Records from a point labeling set:
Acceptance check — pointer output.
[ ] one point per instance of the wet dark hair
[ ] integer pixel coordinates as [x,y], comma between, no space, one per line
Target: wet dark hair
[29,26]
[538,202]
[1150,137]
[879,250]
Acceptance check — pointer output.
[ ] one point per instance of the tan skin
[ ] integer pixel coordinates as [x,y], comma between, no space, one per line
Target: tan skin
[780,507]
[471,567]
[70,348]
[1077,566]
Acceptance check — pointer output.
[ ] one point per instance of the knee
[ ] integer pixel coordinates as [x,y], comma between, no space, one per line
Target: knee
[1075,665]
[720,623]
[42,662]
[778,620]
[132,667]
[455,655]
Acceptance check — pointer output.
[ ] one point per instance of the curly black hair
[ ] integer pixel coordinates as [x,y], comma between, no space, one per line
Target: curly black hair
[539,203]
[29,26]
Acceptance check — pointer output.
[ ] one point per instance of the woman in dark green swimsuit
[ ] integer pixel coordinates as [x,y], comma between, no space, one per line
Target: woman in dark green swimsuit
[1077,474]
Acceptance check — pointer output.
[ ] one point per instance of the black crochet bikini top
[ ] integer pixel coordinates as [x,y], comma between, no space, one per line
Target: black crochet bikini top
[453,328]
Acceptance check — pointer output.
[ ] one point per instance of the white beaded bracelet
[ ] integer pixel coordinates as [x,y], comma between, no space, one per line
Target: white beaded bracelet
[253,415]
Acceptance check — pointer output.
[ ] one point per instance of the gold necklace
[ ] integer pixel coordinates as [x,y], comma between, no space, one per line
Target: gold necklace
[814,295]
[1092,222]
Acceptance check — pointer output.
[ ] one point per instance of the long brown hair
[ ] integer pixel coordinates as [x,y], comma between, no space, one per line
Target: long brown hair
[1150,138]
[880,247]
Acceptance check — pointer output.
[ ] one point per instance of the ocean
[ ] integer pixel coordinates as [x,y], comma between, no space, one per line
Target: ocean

**Exercise prompt**
Please restate the whole listing word for word.

**Result**
Acceptance check — pointer output.
[ ] one point per instance of the wet dark hair
[ ] integer pixel coordinates as [x,y], comma between, no space, one per line
Target: wet dark hair
[29,26]
[538,202]
[1150,137]
[879,250]
Acceptance check — pointer output.
[ ] one point per instance of the tan skin
[ ] integer pixel coordinates as [x,y], comma between, no space, one per line
Target: tan skin
[780,507]
[471,567]
[70,348]
[1077,566]
Acceptance check — pointer output.
[ ] one point per instance of the knee
[ ] integer pixel coordinates as [x,y], comma between, no space, one per line
Target: knee
[1075,665]
[720,623]
[42,662]
[778,620]
[132,667]
[455,655]
Acceptance check — pointer output.
[ ] one point per instance of the curly black hair
[ ] integer pixel coordinates as [x,y], comma between, no space, one per line
Target: curly black hair
[539,203]
[29,26]
Acceptance check — pointer output.
[ ] one point per instance of the woman in dark green swimsuit
[ ] integer pixel coordinates as [x,y], comma between, no space, one per line
Target: woman in dark green swimsuit
[1077,474]
Acceptance check — pointer output.
[ ] one point per instance of the black crochet bikini top
[ ] integer pixel coordinates as [x,y], comma between, no space, one per line
Target: black crochet bikini top
[453,328]
Acceptance check — pointer output.
[ ] one point per instance of the white beaded bracelet
[ ] integer pixel coordinates as [x,y], comma between, no space, one per line
Target: white beaded bracelet
[253,415]
Acceptance check — pointer output.
[ ] one point per instance of the gold necklace
[ ] integer pixel coordinates as [x,y], comma between, no space, one per line
Target: gold necklace
[814,295]
[1092,222]
Acceptance check — pointer output.
[ ] one point per instance of the long brown hair
[ ] integer pixel coordinates as [x,y], comma between, no space, one per line
Target: long brown hair
[1150,138]
[880,247]
Acceptance check — pointer output.
[ ] one point per instance of the ocean
[ ] integer pixel coordinates as [x,y], comma between, no space, one per line
Target: ocean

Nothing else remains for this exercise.